The problem: A complete, exact copy of the data is the required answer.

Natural-language object grounding data
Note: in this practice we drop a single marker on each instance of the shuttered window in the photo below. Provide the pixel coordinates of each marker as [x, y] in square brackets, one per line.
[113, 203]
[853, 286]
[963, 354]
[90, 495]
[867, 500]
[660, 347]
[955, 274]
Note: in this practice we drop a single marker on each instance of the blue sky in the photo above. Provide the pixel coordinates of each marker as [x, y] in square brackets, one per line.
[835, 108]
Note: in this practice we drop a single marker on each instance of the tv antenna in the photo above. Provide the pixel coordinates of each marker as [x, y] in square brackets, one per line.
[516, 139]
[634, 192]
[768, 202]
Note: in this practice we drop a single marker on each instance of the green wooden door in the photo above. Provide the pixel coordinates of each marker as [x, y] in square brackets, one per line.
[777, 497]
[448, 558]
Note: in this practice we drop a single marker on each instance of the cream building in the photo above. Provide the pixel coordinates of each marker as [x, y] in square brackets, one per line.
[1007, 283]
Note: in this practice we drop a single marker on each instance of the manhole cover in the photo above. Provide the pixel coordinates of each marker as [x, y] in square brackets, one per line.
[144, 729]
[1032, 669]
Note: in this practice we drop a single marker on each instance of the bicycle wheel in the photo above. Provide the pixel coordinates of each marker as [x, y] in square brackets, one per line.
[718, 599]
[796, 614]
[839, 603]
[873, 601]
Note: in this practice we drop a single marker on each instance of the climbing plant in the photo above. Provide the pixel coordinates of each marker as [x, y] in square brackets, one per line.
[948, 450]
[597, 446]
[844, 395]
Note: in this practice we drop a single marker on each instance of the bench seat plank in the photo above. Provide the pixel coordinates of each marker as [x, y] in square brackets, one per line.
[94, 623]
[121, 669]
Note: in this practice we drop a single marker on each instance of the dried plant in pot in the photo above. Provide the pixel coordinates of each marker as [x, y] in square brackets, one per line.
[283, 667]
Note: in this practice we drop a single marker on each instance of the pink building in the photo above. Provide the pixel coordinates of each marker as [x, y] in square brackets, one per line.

Output for this exercise:
Note: in this practice we drop a single marker on each instance of the shuttered window in the photo below. Provide the pixel coordinates of each marker as [x, y] in square brackets, one per line.
[113, 203]
[853, 286]
[963, 354]
[90, 495]
[867, 500]
[660, 347]
[955, 274]
Note: in this practice we drop a single marker on each instance of the blue sky in the photo above. Provide the pixel coordinates of each marker as [x, y] in square brackets, one per line.
[835, 108]
Note: in this practice we drop a single marker on each instance of the tv antenna in the photo above. Provide the pixel coordinates of each marker as [x, y] in square brackets, one per line.
[516, 139]
[634, 192]
[768, 202]
Note: in this practice we drop a single marker on each instance of the green wooden door in the photo above. Provide the pixel coordinates of each marker as [x, y] in square brackets, one per line.
[777, 497]
[448, 558]
Note: in this practice we drop a single marker on each instance of the cream building in the photo above. Provide the pixel coordinates of each marker as [x, y] in square brackets, one per line.
[1007, 283]
Note: in this practice we drop a single marker on each instance of the manhole cover in the photo above. Provide the pixel coordinates of each marker as [x, y] in square brackets, one per line.
[144, 729]
[1032, 669]
Note: in this practice we drop a single marker on each instance of the bicycle wheel in the photo above. Provide the pixel coordinates of each marker as [x, y] in square brackets, one per line.
[718, 599]
[796, 614]
[839, 603]
[873, 601]
Note: in this practice we drop a single marker on each instance of the climbing plant in the photo above. Provide the pixel coordinates of each marker as [x, y] in square brackets, one per line.
[948, 450]
[597, 446]
[844, 395]
Note: in this practice we drop a single marker on each instance of the bench seat plank in the photo above. Provide the pixel coordinates of each marker as [x, y] in square brackets, one per line.
[94, 623]
[121, 669]
Note: in this practice we drop a single marker on each instance of the dried plant in pot in the photo above. Provide the pixel coordinates of each marker as [x, y] in square brackets, one per line.
[283, 667]
Note: in this practice we drop a single marker on each instance of the pink building in the photo above. Provide the pixel coordinates of each marker as [x, y] in square brackets, one per line.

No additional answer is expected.